** Begin TASK MATERIAL **
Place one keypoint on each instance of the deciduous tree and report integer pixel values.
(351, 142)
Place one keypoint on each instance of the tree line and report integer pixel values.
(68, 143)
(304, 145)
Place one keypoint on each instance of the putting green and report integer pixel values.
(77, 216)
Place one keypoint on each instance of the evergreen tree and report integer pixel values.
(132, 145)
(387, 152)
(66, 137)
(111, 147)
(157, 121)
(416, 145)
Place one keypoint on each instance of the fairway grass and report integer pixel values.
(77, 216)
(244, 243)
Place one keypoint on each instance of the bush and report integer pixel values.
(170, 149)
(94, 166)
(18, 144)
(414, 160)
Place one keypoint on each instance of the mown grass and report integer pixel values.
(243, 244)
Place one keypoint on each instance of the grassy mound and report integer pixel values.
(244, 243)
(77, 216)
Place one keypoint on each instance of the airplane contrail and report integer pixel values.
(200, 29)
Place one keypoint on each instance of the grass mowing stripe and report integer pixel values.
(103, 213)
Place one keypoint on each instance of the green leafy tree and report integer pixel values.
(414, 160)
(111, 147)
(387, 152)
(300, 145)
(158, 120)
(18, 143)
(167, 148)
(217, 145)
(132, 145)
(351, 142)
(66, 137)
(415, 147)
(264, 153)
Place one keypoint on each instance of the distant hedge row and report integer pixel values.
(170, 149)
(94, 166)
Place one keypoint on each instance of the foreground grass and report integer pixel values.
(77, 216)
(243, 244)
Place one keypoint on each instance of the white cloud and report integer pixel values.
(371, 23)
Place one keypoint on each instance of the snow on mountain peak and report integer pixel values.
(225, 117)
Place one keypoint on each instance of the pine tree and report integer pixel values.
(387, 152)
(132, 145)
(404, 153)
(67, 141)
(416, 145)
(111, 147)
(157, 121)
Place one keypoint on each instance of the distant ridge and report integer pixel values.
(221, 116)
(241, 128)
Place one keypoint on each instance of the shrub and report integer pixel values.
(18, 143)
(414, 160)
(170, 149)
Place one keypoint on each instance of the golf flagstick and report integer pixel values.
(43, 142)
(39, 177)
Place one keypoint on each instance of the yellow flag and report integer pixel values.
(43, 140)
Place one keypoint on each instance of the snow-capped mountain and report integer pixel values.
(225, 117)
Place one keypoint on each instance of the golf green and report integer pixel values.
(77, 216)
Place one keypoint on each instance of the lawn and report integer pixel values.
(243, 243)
** End TASK MATERIAL **
** Begin TASK MATERIAL **
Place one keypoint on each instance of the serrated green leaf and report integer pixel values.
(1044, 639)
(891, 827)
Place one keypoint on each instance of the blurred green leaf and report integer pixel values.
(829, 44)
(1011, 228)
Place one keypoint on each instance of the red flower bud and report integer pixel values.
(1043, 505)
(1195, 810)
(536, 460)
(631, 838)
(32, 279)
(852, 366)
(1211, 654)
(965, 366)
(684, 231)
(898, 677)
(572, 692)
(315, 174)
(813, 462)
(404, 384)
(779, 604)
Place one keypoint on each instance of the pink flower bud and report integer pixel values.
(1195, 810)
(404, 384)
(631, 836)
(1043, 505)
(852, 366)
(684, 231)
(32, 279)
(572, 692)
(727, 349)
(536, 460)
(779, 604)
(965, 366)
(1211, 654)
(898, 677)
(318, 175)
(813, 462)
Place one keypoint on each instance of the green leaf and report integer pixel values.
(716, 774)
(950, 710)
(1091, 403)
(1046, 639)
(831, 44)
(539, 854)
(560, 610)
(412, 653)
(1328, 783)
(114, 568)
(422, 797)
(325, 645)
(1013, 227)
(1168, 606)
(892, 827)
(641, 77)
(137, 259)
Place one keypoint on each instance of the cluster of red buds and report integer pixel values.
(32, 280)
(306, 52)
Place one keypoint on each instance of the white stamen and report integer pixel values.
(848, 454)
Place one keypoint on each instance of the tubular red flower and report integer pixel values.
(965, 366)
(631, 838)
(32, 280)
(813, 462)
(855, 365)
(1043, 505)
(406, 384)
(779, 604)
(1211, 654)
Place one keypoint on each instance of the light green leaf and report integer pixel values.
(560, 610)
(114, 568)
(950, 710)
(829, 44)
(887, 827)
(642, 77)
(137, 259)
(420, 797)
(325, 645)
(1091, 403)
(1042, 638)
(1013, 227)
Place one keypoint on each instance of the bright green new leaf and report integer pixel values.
** End TASK MATERIAL **
** Begin TASK MATERIAL **
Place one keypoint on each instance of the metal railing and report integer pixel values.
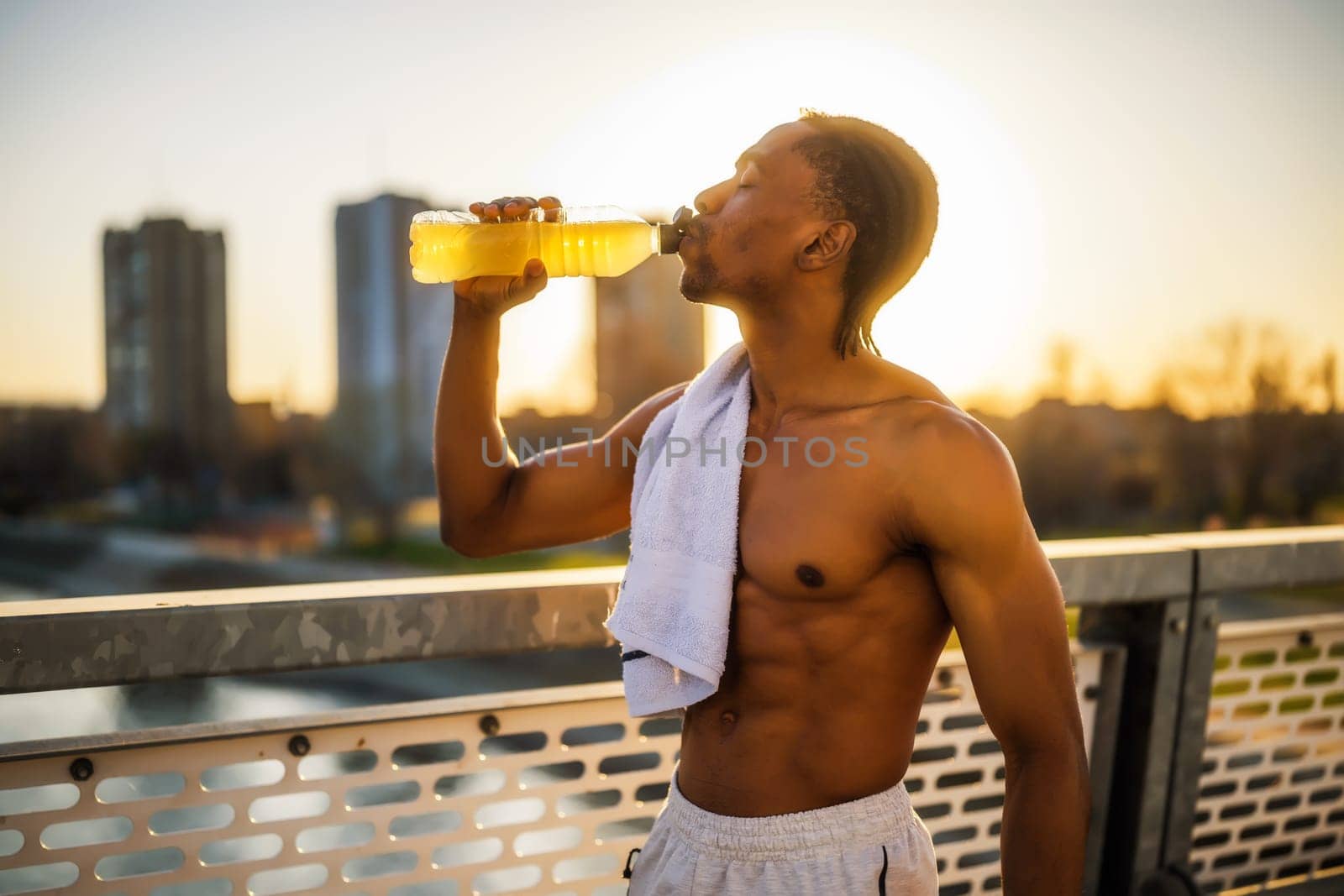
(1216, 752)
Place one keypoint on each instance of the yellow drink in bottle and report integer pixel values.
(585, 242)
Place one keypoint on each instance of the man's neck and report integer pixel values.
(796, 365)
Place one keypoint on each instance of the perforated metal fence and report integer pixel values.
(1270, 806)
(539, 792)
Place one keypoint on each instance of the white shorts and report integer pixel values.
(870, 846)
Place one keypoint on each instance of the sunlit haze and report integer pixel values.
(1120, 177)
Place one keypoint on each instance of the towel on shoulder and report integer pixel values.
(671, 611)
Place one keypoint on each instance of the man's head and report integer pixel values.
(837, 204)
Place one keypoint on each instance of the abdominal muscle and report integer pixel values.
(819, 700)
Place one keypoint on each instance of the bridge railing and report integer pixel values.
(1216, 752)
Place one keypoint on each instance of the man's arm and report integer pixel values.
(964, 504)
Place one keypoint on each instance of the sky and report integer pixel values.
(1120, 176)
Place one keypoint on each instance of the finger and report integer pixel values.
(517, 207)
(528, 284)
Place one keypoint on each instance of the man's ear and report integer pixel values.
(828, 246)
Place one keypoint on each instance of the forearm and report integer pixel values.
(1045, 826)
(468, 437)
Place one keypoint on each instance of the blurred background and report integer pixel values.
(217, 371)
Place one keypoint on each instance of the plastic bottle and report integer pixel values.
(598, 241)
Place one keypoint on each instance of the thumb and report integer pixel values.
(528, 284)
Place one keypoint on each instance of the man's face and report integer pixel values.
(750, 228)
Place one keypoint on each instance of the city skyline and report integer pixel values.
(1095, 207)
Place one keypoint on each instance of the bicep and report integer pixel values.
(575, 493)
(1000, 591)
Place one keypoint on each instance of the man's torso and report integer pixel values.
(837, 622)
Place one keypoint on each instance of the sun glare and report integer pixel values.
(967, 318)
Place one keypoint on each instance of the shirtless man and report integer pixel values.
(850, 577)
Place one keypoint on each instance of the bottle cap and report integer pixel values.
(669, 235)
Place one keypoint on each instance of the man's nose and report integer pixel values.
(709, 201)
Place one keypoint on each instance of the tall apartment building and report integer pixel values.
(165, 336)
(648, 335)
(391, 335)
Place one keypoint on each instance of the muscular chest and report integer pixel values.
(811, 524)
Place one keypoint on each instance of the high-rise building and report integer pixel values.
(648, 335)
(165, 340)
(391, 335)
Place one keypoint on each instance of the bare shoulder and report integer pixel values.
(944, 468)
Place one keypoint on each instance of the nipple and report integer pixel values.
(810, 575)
** End TASK MATERIAL **
» **INSTRUCTIONS FOR THE TASK**: Copy out the rows above word for word, beginning with the line that contains "Place one keypoint on each instance of the man's head" and continuing through the line that contains "(1095, 207)", including both.

» **FULL SOLUTION**:
Place one keypoint on each instance of the man's head and report integer pixel values.
(837, 204)
Place one keypoint on each instance of the abdominal muscle and report integer pixel values.
(819, 700)
Place one keypoint on each instance of the bridge railing and report integer pixel values.
(1216, 752)
Place one keypoint on each instance of the man's arm and report integer pixel values.
(964, 504)
Place one keypoint on each instance of the sky and report integer pixel values.
(1120, 176)
Place one keypoint on each instance of the finger and report integer pixel values.
(517, 207)
(528, 284)
Place one keypoint on each instance of the man's ear and report integer pixel values.
(828, 246)
Place one keypoint on each instance of the forearm and report integer pixel values.
(1045, 826)
(468, 437)
Place one keypoint on each instance of the blurred background and report integer pixel values.
(217, 371)
Place one keypoint on each instance of the plastic bottle and report integer pixel values.
(598, 241)
Place one keypoint on each instance of the thumb and report integer pixel values.
(528, 284)
Place one keypoint on each instance of the man's face and report integer pixel values.
(750, 228)
Place one keypoint on each instance of the city skyline and report integer pixel values.
(1095, 207)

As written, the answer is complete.